In the copy, include every entry exactly but none of the pictures.

(Entries from a dataset)
○ ○ ○ ○ ○

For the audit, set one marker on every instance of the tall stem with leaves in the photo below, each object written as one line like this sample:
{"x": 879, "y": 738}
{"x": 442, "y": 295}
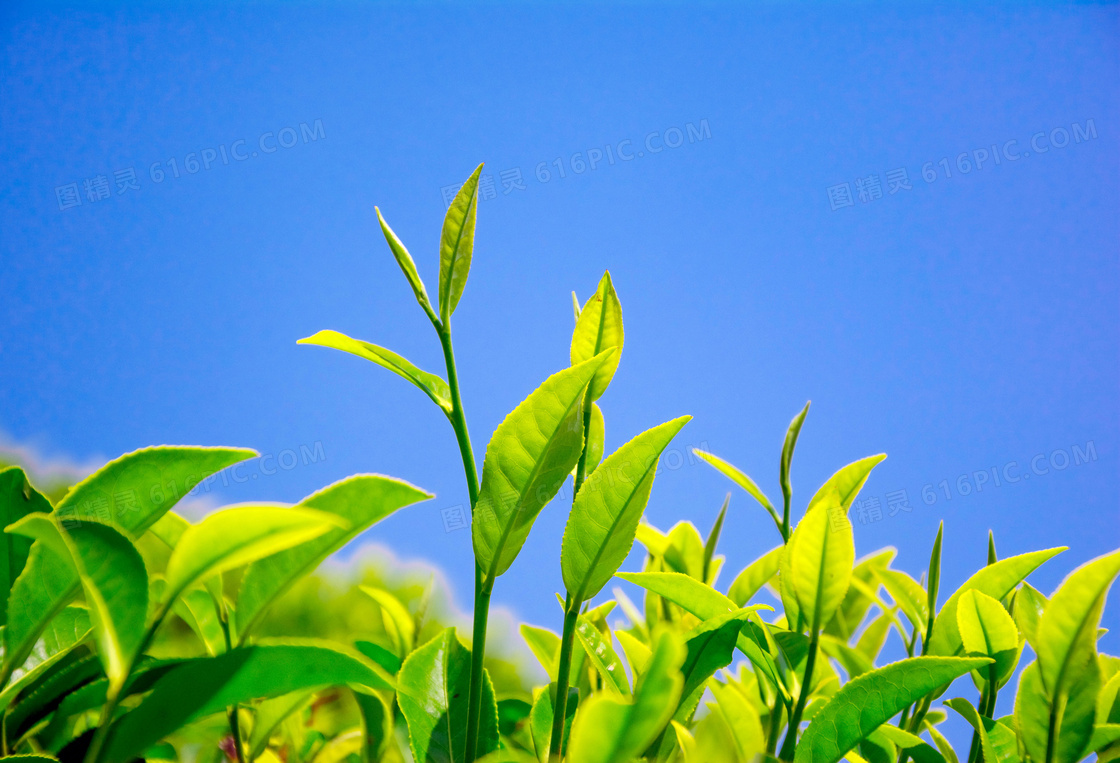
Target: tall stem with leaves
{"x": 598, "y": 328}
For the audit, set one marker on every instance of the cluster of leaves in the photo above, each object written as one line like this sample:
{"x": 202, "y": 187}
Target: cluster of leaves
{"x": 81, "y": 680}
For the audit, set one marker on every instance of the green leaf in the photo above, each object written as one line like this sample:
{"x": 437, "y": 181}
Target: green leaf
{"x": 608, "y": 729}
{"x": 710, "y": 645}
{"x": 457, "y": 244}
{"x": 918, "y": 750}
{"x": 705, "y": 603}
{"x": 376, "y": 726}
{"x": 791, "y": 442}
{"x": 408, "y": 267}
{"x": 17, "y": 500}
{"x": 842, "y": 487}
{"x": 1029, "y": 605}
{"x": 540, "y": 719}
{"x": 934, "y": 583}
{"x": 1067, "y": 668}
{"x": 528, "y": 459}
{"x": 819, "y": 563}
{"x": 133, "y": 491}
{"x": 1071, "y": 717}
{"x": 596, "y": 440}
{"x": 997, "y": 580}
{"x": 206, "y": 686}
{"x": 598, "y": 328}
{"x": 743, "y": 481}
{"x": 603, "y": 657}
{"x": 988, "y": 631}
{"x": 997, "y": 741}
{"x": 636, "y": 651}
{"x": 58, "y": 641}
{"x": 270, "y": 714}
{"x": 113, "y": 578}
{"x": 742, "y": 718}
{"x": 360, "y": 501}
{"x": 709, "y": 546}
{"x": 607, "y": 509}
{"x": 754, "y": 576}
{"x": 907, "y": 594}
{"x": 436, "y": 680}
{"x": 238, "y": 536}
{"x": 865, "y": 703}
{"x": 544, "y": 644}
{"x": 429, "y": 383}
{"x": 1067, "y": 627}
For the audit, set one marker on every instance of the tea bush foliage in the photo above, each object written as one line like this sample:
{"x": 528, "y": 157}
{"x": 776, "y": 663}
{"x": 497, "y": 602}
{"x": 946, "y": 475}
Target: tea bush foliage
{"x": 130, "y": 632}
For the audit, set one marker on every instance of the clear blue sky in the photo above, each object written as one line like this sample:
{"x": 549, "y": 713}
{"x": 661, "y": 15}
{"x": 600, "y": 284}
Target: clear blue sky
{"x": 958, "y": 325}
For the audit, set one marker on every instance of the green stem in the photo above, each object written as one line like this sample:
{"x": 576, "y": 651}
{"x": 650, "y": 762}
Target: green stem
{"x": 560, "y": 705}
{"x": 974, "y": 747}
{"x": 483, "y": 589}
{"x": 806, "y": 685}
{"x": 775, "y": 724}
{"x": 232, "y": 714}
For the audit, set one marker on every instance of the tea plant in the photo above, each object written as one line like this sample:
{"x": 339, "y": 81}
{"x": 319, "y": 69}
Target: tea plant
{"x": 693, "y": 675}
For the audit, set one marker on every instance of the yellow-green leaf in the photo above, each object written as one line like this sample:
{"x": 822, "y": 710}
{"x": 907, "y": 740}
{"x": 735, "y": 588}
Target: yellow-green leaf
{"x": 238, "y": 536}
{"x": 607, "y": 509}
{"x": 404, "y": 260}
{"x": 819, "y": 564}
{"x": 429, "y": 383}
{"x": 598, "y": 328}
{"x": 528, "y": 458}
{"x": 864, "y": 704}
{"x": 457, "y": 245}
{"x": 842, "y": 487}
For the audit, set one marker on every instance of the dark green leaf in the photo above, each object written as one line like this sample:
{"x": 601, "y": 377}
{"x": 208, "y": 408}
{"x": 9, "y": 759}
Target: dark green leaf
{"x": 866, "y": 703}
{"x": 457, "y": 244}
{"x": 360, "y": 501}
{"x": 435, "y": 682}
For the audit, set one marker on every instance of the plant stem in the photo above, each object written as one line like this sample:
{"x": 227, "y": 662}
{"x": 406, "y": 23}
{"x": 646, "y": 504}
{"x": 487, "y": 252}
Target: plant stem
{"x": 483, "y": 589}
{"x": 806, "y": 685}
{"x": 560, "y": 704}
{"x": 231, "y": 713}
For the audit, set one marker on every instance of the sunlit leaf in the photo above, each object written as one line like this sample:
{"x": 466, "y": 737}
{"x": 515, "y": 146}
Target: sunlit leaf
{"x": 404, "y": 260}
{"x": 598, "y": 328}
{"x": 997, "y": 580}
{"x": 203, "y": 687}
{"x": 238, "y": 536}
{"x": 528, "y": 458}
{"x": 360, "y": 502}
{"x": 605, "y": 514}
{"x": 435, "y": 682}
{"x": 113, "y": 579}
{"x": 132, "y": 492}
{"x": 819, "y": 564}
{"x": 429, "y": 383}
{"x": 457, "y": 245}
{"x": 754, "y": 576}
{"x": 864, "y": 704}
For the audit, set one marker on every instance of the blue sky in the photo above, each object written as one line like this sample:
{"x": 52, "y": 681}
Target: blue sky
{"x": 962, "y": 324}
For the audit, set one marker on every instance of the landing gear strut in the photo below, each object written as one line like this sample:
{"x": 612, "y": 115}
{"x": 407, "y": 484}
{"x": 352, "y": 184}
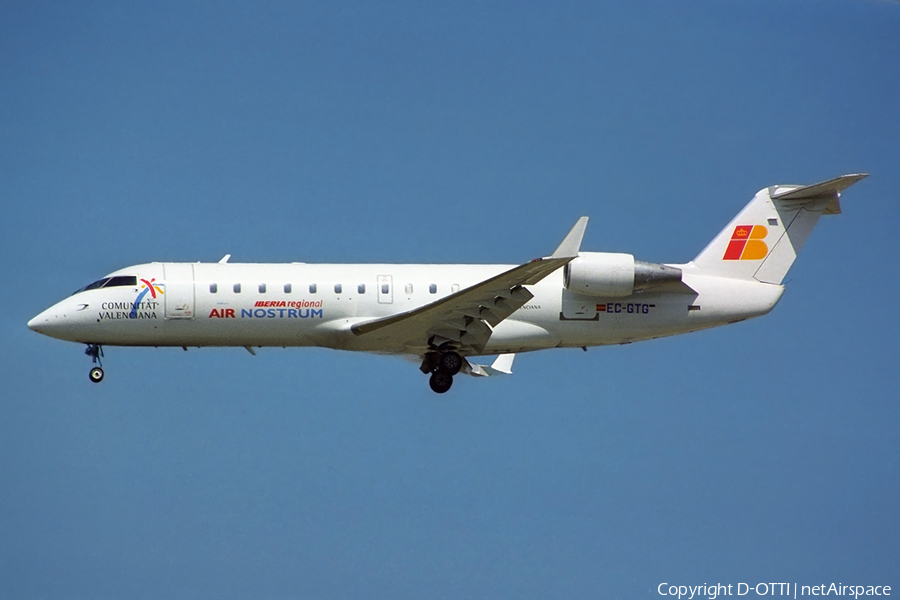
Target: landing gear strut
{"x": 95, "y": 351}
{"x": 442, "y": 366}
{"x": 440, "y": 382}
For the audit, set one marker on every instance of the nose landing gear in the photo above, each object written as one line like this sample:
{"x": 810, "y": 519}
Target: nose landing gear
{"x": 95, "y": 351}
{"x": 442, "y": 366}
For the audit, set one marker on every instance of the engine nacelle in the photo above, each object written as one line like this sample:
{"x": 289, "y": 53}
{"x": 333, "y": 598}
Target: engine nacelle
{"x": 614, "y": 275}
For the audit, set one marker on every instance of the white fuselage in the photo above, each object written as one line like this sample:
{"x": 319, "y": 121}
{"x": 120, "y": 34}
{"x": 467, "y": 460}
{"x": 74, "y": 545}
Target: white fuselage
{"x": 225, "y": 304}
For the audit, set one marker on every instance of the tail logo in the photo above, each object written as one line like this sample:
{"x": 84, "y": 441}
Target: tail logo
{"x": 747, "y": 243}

○ ○ ○ ○ ○

Result
For the audit, set one marker on every instance of the tall stem with leaves in the photo below, each object written as one line like this sample:
{"x": 879, "y": 738}
{"x": 442, "y": 295}
Target: tall stem with leaves
{"x": 598, "y": 328}
For the audit, set one marker on every instance of the cluster of leaves in the photo above, each object written as one line like this sample:
{"x": 202, "y": 187}
Target: cluster of leaves
{"x": 81, "y": 680}
For the audit, set one marker on every instance of the green leaf in the photo above, each object written as one line like this sample:
{"x": 437, "y": 181}
Target: green leaf
{"x": 608, "y": 729}
{"x": 710, "y": 645}
{"x": 457, "y": 244}
{"x": 918, "y": 750}
{"x": 705, "y": 603}
{"x": 376, "y": 726}
{"x": 791, "y": 442}
{"x": 408, "y": 267}
{"x": 17, "y": 500}
{"x": 842, "y": 487}
{"x": 1029, "y": 605}
{"x": 540, "y": 719}
{"x": 934, "y": 583}
{"x": 1067, "y": 668}
{"x": 528, "y": 459}
{"x": 819, "y": 563}
{"x": 133, "y": 491}
{"x": 1071, "y": 717}
{"x": 596, "y": 440}
{"x": 997, "y": 580}
{"x": 206, "y": 686}
{"x": 598, "y": 328}
{"x": 743, "y": 481}
{"x": 603, "y": 657}
{"x": 988, "y": 631}
{"x": 997, "y": 741}
{"x": 636, "y": 651}
{"x": 58, "y": 641}
{"x": 270, "y": 714}
{"x": 113, "y": 578}
{"x": 742, "y": 718}
{"x": 360, "y": 501}
{"x": 709, "y": 546}
{"x": 607, "y": 509}
{"x": 754, "y": 576}
{"x": 907, "y": 594}
{"x": 436, "y": 680}
{"x": 238, "y": 536}
{"x": 865, "y": 703}
{"x": 544, "y": 644}
{"x": 429, "y": 383}
{"x": 1067, "y": 627}
For the audit, set one marker on every instance of the tea bush foliage in the photo above, each object written as one line like this sample:
{"x": 528, "y": 157}
{"x": 776, "y": 663}
{"x": 497, "y": 602}
{"x": 946, "y": 475}
Target: tea bush foliage
{"x": 130, "y": 632}
For the audit, set one marker on every instance of the clear blue sky in the photo above, each object written as one line like this sample:
{"x": 549, "y": 713}
{"x": 661, "y": 15}
{"x": 600, "y": 284}
Target: clear blue sky
{"x": 958, "y": 325}
For the audit, set one marker on every instance of the green stem in the photo above, each object written as one line like this sample:
{"x": 576, "y": 651}
{"x": 650, "y": 762}
Target: green stem
{"x": 560, "y": 705}
{"x": 974, "y": 747}
{"x": 483, "y": 589}
{"x": 806, "y": 685}
{"x": 775, "y": 724}
{"x": 232, "y": 714}
For the audit, set one marker on every instance of the tea plant in the photo above, each object written as one line like this sample:
{"x": 339, "y": 81}
{"x": 319, "y": 69}
Target: tea plant
{"x": 693, "y": 675}
For the audit, set one marker on every instance of the yellow-green leaf in the photo above, each object written as one line like this sample:
{"x": 822, "y": 710}
{"x": 907, "y": 740}
{"x": 735, "y": 588}
Target: yellow-green leaf
{"x": 238, "y": 536}
{"x": 607, "y": 509}
{"x": 404, "y": 260}
{"x": 819, "y": 564}
{"x": 429, "y": 383}
{"x": 598, "y": 328}
{"x": 528, "y": 458}
{"x": 864, "y": 704}
{"x": 457, "y": 245}
{"x": 842, "y": 487}
For the audit, set one marker on every instance of the dark green leaf in the photo above, each object written as one line like this sample:
{"x": 601, "y": 377}
{"x": 208, "y": 408}
{"x": 9, "y": 759}
Target: dark green leaf
{"x": 866, "y": 703}
{"x": 457, "y": 244}
{"x": 360, "y": 501}
{"x": 435, "y": 682}
For the audit, set one marker on every instance of the plant stem in the photo above, each object written as one line like this sample:
{"x": 227, "y": 662}
{"x": 406, "y": 23}
{"x": 646, "y": 504}
{"x": 487, "y": 252}
Target: plant stem
{"x": 483, "y": 589}
{"x": 806, "y": 685}
{"x": 560, "y": 704}
{"x": 231, "y": 713}
For the audit, set one marker on every instance of the sunlit leaf in the photo above, each object written as one line like this sample:
{"x": 466, "y": 737}
{"x": 515, "y": 146}
Target: sunlit leaf
{"x": 404, "y": 260}
{"x": 598, "y": 328}
{"x": 997, "y": 580}
{"x": 203, "y": 687}
{"x": 238, "y": 536}
{"x": 528, "y": 458}
{"x": 360, "y": 502}
{"x": 605, "y": 514}
{"x": 435, "y": 682}
{"x": 113, "y": 579}
{"x": 132, "y": 492}
{"x": 819, "y": 564}
{"x": 429, "y": 383}
{"x": 457, "y": 245}
{"x": 754, "y": 576}
{"x": 864, "y": 704}
For the audit, set one marker on every instance of the blue sky in the photo above, each object written as one line like this sample:
{"x": 52, "y": 681}
Target: blue sky
{"x": 962, "y": 324}
For the audit, set one marker on every instance of the landing gear strut in the photo below, each object written as one line like this sample:
{"x": 612, "y": 115}
{"x": 407, "y": 484}
{"x": 352, "y": 184}
Target: landing gear strut
{"x": 95, "y": 351}
{"x": 442, "y": 366}
{"x": 440, "y": 382}
For the audit, set one marker on every instance of the nose landing gear in the photo above, each object written as one line like this sample:
{"x": 810, "y": 519}
Target: nose landing gear
{"x": 95, "y": 351}
{"x": 442, "y": 366}
For the audit, set one marker on every instance of the engine nacelle in the photo above, each object written as one line like this sample:
{"x": 289, "y": 53}
{"x": 333, "y": 598}
Target: engine nacelle
{"x": 614, "y": 275}
For the audit, set one marker on every instance of the white fuselage in the photo above, each object written as one line like this sample:
{"x": 319, "y": 121}
{"x": 120, "y": 34}
{"x": 467, "y": 460}
{"x": 74, "y": 545}
Target: white fuselage
{"x": 225, "y": 304}
For the audit, set one marker on every instance of the tail logo in the photo above, each object written as one line like this sample:
{"x": 84, "y": 441}
Target: tail logo
{"x": 747, "y": 243}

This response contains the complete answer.